Saint-Valentin : pourquoi quelques mots valent mieux qu’une rose rouge

17h50, la nuit est tombée déjà. Vous marchez d’un pas pressé, lisant sur votre téléphone le dernier mail du collègue qui vient d’arriver, vite répondre mais arriver à l’école avant que les portes ne ferment, sans quoi vous friserez le « parent défectueux » . Le nez sur votre écran, vous remarquez quand même une file d’attente insensée d’hommes devant la vitrine du fleuriste . Bigre! C’est la Saint-Valentin.

Pas de panique.

Il suffit peut-être de quelques minutes et de quelques mots, pour, ce soir, lui faire de nouveau (res)sentir votre amour. Le langage ne sert pas seulement à échanger des informations (c’est bon, je serai à l’heure à la sortie de l’école). Sa fonction n’est pas que fonctionnelle, ou référentielle (décrire le monde qui nous est extérieur). Elle est aussi expressive. Les mots seuls donnent accès à nos vies intimes, donnent vie à nos sentiments. Encore mieux qu’avec une rose rouge, parole de linguiste!

○ ○ ○ ○ ○ ○ ○

CONSIGNE 1 - Indiquez si chacune des affirmations suivantes concorde avec le texte sur la Saint-Valentin, en répondant par oui ou par non et en citant à l'identique les mots du texte qui tranchent. (a) La scène se passe à 17h50, une fois la nuit tombée. (b) Selon le texte, le langage n'a qu'une fonction référentielle. (c) La file d'attente devant le fleuriste est composée de femmes.

○ ○ ○ ○ ○ ○ ○

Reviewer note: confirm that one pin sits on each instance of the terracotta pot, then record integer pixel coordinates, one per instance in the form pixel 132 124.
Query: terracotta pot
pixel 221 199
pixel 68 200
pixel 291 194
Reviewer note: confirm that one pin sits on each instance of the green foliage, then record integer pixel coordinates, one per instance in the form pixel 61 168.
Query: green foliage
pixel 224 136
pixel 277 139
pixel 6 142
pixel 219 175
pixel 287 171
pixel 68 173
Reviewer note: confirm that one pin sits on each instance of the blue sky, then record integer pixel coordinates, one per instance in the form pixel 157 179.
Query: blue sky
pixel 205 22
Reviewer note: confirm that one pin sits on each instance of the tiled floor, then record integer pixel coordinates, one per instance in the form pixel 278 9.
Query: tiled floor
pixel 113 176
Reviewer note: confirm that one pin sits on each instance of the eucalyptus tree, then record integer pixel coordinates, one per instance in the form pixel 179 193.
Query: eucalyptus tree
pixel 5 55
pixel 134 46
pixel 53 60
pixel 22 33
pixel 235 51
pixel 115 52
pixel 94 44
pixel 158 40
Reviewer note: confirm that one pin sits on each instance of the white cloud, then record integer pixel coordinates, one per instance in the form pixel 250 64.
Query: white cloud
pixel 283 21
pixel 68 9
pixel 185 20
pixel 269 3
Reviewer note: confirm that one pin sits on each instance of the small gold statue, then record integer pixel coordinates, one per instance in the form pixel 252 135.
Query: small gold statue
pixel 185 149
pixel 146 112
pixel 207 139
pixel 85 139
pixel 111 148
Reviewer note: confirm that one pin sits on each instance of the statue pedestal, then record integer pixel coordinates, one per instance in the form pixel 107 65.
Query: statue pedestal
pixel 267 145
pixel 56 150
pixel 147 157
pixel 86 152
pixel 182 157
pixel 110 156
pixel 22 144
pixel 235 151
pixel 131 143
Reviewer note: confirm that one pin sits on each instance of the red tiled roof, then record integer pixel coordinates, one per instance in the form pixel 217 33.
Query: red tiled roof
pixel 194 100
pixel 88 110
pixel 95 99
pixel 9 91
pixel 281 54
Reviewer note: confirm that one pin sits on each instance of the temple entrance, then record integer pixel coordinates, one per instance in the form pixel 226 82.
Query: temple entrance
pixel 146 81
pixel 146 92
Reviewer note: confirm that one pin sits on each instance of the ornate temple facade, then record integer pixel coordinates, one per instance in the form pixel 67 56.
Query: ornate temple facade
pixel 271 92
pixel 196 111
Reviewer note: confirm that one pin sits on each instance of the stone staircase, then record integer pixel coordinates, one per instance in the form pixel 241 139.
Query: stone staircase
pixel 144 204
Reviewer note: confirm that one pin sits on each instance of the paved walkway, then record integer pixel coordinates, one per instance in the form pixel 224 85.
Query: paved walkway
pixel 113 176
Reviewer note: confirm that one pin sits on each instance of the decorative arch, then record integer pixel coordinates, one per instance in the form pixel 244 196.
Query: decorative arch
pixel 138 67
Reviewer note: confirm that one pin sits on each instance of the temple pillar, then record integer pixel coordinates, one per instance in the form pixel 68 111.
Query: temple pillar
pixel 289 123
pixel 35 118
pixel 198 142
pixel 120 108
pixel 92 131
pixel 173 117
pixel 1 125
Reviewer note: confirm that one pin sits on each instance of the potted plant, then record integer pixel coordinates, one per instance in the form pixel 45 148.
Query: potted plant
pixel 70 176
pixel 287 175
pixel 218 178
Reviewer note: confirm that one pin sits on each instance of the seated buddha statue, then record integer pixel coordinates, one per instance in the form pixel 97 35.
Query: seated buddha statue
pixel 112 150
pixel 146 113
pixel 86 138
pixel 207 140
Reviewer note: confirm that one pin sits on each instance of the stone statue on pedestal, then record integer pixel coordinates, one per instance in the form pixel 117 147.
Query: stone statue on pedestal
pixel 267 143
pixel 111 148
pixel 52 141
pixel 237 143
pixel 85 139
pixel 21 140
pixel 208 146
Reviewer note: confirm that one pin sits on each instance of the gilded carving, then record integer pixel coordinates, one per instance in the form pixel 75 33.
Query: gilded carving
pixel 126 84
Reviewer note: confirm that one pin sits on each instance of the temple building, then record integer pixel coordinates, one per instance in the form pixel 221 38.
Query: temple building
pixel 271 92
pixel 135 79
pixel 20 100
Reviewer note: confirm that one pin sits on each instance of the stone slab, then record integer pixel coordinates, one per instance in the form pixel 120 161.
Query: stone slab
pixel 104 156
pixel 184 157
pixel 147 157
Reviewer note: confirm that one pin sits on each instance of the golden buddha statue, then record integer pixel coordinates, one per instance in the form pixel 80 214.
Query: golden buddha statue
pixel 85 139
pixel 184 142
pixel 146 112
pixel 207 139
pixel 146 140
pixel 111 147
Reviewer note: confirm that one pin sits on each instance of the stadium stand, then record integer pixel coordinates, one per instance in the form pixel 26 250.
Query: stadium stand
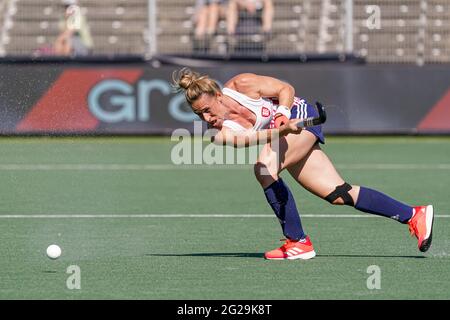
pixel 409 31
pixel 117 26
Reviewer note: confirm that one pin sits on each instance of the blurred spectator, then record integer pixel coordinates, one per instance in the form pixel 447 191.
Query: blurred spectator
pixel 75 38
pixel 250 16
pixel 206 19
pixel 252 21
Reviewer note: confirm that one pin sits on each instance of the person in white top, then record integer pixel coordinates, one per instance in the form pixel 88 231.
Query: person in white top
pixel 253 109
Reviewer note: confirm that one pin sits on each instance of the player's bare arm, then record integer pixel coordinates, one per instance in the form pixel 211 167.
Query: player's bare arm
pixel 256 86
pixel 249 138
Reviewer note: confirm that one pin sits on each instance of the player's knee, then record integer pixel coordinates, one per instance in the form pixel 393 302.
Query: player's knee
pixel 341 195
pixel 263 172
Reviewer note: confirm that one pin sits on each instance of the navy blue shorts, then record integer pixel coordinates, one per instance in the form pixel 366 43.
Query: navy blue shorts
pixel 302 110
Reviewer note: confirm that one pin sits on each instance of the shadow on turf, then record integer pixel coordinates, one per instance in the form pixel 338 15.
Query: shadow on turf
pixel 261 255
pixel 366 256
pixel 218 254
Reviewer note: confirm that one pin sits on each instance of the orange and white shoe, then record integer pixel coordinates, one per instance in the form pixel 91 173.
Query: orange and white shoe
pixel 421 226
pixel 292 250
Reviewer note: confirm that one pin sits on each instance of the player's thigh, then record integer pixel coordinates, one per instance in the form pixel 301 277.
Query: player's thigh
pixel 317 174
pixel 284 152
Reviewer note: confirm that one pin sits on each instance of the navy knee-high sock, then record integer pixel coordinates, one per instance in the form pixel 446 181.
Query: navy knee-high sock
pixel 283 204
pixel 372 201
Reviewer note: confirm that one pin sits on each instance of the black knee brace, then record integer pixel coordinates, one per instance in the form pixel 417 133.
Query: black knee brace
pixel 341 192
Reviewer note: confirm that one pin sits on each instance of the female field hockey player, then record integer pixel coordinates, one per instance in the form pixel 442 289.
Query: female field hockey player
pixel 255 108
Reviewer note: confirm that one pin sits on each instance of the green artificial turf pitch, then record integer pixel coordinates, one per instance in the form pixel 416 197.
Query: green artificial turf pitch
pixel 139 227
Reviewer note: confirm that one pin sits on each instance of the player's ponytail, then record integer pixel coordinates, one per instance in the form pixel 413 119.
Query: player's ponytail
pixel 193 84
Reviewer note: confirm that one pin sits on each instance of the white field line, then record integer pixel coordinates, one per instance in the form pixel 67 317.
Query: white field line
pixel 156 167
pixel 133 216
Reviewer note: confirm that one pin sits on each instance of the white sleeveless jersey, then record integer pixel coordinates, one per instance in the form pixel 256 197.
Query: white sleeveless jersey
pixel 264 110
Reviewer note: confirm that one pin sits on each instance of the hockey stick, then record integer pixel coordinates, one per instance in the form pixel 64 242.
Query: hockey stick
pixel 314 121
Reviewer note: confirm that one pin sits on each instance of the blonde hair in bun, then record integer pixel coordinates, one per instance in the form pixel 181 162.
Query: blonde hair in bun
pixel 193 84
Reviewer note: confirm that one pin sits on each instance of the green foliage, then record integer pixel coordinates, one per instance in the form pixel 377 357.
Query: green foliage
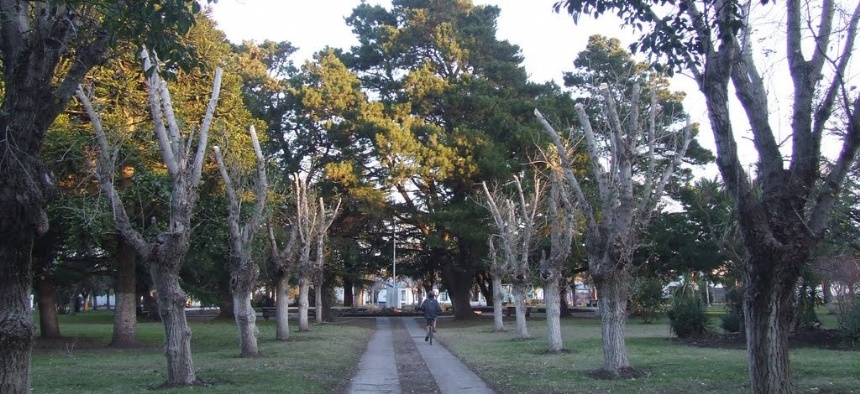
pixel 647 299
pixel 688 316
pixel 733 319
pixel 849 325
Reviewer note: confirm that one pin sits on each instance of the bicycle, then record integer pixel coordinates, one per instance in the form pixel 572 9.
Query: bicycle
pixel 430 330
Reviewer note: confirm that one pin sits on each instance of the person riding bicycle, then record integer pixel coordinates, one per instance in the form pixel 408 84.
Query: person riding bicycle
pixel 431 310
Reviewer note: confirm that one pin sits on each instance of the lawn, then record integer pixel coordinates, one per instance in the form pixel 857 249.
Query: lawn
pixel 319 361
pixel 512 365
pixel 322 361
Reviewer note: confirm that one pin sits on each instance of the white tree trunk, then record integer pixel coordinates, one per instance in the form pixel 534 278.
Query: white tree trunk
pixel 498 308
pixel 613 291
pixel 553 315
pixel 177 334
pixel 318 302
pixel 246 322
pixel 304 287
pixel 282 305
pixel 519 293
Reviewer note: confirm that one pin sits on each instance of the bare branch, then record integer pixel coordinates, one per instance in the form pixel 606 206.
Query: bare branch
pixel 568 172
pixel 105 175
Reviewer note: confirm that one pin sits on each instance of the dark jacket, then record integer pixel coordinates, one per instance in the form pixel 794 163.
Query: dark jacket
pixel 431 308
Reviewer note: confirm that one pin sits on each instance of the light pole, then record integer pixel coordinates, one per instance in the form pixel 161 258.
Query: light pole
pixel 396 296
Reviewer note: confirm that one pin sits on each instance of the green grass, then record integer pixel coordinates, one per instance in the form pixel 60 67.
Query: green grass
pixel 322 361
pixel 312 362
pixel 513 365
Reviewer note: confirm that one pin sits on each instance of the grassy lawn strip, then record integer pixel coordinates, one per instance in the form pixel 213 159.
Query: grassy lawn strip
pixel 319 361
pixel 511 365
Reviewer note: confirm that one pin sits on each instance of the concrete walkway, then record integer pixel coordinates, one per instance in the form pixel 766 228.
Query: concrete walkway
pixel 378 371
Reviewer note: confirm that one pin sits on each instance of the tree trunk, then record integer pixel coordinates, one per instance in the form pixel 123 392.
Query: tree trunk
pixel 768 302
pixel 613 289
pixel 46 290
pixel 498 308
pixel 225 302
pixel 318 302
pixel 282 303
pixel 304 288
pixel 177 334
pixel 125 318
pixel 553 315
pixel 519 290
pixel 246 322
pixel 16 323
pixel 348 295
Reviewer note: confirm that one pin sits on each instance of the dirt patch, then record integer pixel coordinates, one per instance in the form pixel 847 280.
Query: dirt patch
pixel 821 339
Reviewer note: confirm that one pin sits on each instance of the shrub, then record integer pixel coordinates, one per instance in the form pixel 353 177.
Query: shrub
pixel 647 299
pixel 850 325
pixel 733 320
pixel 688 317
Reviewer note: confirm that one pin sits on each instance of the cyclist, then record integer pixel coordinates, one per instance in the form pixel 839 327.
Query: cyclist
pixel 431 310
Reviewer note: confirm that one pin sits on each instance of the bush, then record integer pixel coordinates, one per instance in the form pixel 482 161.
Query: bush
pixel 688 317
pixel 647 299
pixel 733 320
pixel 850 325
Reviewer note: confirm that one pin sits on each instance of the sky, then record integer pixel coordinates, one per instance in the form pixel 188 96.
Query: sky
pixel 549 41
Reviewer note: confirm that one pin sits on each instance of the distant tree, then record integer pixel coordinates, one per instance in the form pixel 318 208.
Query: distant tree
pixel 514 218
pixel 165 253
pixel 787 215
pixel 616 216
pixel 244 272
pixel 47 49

○ ○ ○ ○ ○ ○ ○

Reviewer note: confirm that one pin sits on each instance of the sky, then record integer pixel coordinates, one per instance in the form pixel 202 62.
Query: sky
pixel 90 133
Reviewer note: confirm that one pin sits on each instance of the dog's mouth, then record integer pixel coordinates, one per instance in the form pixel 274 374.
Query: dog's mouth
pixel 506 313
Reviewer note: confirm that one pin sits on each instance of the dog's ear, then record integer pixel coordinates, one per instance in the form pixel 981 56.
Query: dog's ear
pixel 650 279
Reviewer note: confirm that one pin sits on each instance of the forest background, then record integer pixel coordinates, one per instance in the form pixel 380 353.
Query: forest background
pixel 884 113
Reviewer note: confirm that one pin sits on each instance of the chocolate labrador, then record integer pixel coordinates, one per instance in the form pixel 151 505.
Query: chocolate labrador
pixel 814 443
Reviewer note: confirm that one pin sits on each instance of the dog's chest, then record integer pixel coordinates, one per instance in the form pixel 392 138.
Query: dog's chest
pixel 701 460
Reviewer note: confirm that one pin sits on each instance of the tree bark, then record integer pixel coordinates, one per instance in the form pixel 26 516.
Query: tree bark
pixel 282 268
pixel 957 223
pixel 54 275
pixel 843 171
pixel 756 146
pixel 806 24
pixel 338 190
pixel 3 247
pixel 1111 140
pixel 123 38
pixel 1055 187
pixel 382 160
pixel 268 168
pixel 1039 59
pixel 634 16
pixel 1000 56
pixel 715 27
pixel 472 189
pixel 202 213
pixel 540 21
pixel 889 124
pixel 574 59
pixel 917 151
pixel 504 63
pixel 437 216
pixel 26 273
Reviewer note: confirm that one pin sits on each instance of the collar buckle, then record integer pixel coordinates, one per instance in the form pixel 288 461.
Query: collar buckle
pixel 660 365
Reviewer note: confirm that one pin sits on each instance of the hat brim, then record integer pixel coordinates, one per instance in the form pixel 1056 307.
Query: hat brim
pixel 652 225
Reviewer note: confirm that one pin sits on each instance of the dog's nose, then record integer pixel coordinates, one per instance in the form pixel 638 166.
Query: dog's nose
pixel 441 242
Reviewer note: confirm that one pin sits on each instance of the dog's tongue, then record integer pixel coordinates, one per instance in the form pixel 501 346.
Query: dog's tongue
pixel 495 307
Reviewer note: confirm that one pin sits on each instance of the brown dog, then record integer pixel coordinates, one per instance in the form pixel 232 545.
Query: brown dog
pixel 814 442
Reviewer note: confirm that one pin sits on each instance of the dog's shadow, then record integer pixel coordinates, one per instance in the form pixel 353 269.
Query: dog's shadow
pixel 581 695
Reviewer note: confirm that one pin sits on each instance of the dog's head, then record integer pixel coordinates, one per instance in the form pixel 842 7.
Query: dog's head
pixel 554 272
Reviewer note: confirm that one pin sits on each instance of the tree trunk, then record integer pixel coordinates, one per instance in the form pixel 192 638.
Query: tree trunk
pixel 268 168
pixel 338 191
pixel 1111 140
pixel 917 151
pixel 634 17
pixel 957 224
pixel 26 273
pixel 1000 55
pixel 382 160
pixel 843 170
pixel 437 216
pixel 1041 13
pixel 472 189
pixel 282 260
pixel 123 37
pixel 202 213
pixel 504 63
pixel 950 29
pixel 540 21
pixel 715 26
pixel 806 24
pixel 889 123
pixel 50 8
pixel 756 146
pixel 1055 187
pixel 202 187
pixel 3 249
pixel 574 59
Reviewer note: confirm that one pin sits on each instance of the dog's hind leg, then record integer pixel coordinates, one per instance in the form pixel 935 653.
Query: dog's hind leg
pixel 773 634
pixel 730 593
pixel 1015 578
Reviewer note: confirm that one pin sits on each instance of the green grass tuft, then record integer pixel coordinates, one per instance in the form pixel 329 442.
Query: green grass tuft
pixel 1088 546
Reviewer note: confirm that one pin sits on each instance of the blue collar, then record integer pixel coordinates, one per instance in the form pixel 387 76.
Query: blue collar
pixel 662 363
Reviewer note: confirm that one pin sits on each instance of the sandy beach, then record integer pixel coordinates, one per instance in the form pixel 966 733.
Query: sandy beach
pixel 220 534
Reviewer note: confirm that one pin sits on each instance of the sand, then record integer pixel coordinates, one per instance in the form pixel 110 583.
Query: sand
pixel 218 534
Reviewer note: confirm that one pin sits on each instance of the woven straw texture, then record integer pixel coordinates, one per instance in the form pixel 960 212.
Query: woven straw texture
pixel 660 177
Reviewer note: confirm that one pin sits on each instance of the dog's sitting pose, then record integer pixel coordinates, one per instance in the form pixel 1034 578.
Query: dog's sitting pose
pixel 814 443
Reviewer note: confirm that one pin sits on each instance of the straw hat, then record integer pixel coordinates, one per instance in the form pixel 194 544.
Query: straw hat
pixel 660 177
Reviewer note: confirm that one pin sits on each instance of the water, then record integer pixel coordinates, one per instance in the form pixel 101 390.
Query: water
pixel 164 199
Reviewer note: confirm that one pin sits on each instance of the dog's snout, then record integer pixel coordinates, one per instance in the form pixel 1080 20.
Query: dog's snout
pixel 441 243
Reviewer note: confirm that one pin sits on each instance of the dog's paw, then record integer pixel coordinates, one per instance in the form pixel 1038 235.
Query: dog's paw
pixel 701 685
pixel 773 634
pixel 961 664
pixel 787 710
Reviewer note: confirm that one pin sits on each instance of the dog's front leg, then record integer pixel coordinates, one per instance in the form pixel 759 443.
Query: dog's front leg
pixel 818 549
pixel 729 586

○ ○ ○ ○ ○ ○ ○

CONSIGNE 2 - Reproduisez, parmi les enregistrements, le passage qui va de la ligne contenant « pixel 88 231. » jusqu'à la ligne contenant « pixel 139 227 », ces deux lignes incluses.

RÉSULTAT 1 -
(a) Oui : « 17h50, la nuit est tombée déjà. »
(b) Non : « Sa fonction n’est pas que fonctionnelle, ou référentielle (décrire le monde qui nous est extérieur). Elle est aussi expressive. »
(c) Non : « une file d’attente insensée d’hommes devant la vitrine du fleuriste »

RÉSULTAT 2 -
Reviewer note: confirm that one pin sits on each instance of the person in white top, then record integer pixel coordinates, one per instance in the form pixel 88 231.
Query: person in white top
pixel 253 109
Reviewer note: confirm that one pin sits on each instance of the player's bare arm, then record integer pixel coordinates, one per instance in the form pixel 211 167.
Query: player's bare arm
pixel 256 86
pixel 249 138
Reviewer note: confirm that one pin sits on each instance of the player's knee, then record integer pixel coordinates, one per instance in the form pixel 393 302.
Query: player's knee
pixel 341 195
pixel 263 172
Reviewer note: confirm that one pin sits on each instance of the navy blue shorts, then record integer pixel coordinates, one per instance in the form pixel 366 43.
Query: navy blue shorts
pixel 302 110
Reviewer note: confirm that one pin sits on each instance of the shadow on turf, then record integer pixel coordinates, one per instance in the form pixel 338 15.
Query: shadow on turf
pixel 261 255
pixel 366 256
pixel 218 254
Reviewer note: confirm that one pin sits on each instance of the orange and white shoe, then record integer pixel coordinates, one per instance in the form pixel 91 173.
Query: orange and white shoe
pixel 421 226
pixel 292 250
Reviewer note: confirm that one pin sits on each instance of the player's thigh, then record integer pixel coordinates, one per instance in the form pixel 301 277.
Query: player's thigh
pixel 317 174
pixel 284 152
Reviewer note: confirm that one pin sits on each instance of the navy knee-high sock, then record integer pixel coordinates, one per instance in the form pixel 446 181.
Query: navy knee-high sock
pixel 283 204
pixel 372 201
Reviewer note: confirm that one pin sits on each instance of the black knee brace, then record integer pixel coordinates, one per instance in the form pixel 417 133.
Query: black knee brace
pixel 341 192
Reviewer note: confirm that one pin sits on each instance of the female field hockey player, then record integer pixel coordinates, one per instance in the form pixel 442 289.
Query: female field hockey player
pixel 255 108
Reviewer note: confirm that one pin sits on each instance of the green artificial turf pitch, then record integer pixel coordinates, one per instance in the form pixel 416 197.
Query: green artificial turf pitch
pixel 139 227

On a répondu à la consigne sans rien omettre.